*Task statement*:
What is needed is an exact transcription of the listing, with the images removed.

[Dataset Boundary: Start]

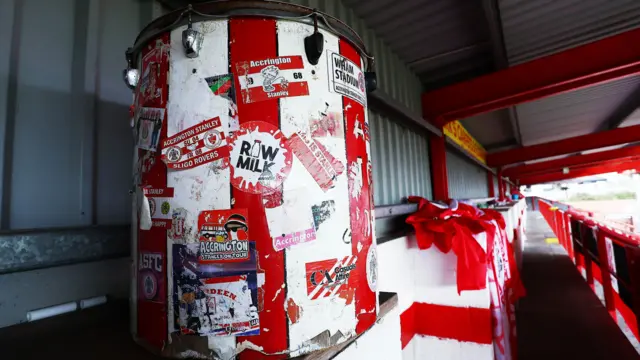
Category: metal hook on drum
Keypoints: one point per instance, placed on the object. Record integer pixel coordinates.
(191, 39)
(314, 43)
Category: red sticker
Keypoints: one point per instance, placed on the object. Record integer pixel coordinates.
(195, 146)
(316, 159)
(328, 278)
(260, 158)
(223, 235)
(272, 78)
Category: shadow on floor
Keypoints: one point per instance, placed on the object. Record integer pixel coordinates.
(561, 317)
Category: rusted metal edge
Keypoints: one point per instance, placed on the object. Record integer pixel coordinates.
(37, 249)
(380, 101)
(388, 301)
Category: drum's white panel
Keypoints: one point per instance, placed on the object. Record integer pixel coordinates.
(205, 187)
(325, 313)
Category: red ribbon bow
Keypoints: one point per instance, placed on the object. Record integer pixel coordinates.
(453, 228)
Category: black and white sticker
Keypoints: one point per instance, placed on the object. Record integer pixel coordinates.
(346, 78)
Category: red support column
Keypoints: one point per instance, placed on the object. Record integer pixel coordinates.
(438, 157)
(492, 191)
(606, 276)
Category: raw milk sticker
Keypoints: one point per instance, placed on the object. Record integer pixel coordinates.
(195, 146)
(272, 78)
(291, 223)
(160, 207)
(328, 278)
(214, 300)
(260, 158)
(151, 277)
(347, 78)
(224, 235)
(149, 125)
(316, 159)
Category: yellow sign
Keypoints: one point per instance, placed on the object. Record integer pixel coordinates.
(456, 132)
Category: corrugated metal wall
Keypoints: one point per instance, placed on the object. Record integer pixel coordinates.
(64, 109)
(467, 180)
(67, 146)
(400, 155)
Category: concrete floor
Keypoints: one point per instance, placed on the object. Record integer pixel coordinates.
(561, 317)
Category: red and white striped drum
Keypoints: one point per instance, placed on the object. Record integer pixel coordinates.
(253, 213)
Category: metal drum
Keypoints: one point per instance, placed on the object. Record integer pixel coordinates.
(253, 213)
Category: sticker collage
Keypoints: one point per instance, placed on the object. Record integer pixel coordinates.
(216, 276)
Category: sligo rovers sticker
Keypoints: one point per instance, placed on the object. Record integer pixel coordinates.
(260, 158)
(195, 146)
(272, 78)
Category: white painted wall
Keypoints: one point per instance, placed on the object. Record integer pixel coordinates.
(427, 276)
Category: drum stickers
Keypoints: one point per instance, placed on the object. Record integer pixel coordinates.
(214, 299)
(224, 236)
(148, 128)
(195, 146)
(260, 158)
(347, 78)
(273, 78)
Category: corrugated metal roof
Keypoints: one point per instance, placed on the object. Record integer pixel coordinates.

[Dataset Boundary: End]

*Solved problem*:
Category: metal hook on drum
Keypoints: one point per instance, placed on the object. Record integer pixel coordinates.
(191, 39)
(314, 43)
Category: red sticker
Keypoints: one point per instance, placed on the object. Record integer pixel coordinates.
(195, 146)
(316, 159)
(328, 278)
(260, 158)
(223, 235)
(272, 78)
Category: shadow on floor
Keypoints: one point per instance, placed on the object. Record integer pixel coordinates.
(561, 317)
Category: rusted metal edge
Keypoints: one point per instance, placed on the object. Record integer pixel coordinates.
(37, 249)
(380, 101)
(388, 301)
Category: drum's white panel
Keypoints: one point per instance, placed on the object. Record integer pixel coordinates.
(205, 187)
(325, 313)
Category: red ribbon bow
Keypoints: one point per instance, placed on the object. Record integer pixel coordinates.
(453, 228)
Category: black and white sticker
Keypoints: one point per instance, placed on the object. Record integer pixel coordinates.
(346, 78)
Category: red support column
Keypoints: one point per instance, placed on the object. Record integer pixel coordinates.
(438, 157)
(492, 191)
(606, 276)
Category: raw milk sticker
Keypoints: one point per instance, placed on the object. Record integer pixel coordinates.
(195, 146)
(272, 78)
(291, 223)
(160, 207)
(328, 278)
(214, 300)
(260, 158)
(151, 277)
(347, 78)
(224, 235)
(149, 125)
(316, 159)
Category: yellow sign
Keypoints: one point per instance, placed on the object. Record integer pixel coordinates.
(456, 132)
Category: corrugated metal wall
Keypoints: one point per instance, placed on the object. Record integer pixel coordinates.
(64, 109)
(467, 180)
(67, 146)
(400, 155)
Category: concrete floor
Keypoints: one point per instance, placed on the object. Record integer pixel coordinates.
(561, 317)
Category: red and white striped drum
Keypoints: one point per instance, placed on the object. Record integer pixel coordinates.
(253, 213)
Category: metal drum
Keypoints: one point per instance, placed on the object. Record integer pixel coordinates.
(253, 213)
Category: sticker collage
Keypoints: one point per instance, placed on the object. Record integer pixel coordinates.
(216, 276)
Category: sligo rovers sticker
Keypoints: one point per instance, placed on the object. Record integer pixel coordinates.
(260, 158)
(195, 146)
(272, 78)
Category: white painted wall
Keypoints: one point per instance, placed on the object. Record integer pixel coordinates.
(427, 276)
Category: drum stickers
Keypoints: one point per instance, placed on the object. Record integer pixel coordinates.
(214, 299)
(224, 236)
(148, 128)
(195, 146)
(260, 158)
(347, 78)
(273, 78)
Category: corrugated metal roof
Keypoints: one point per instance, placed on the object. Record integer pixel coordinates.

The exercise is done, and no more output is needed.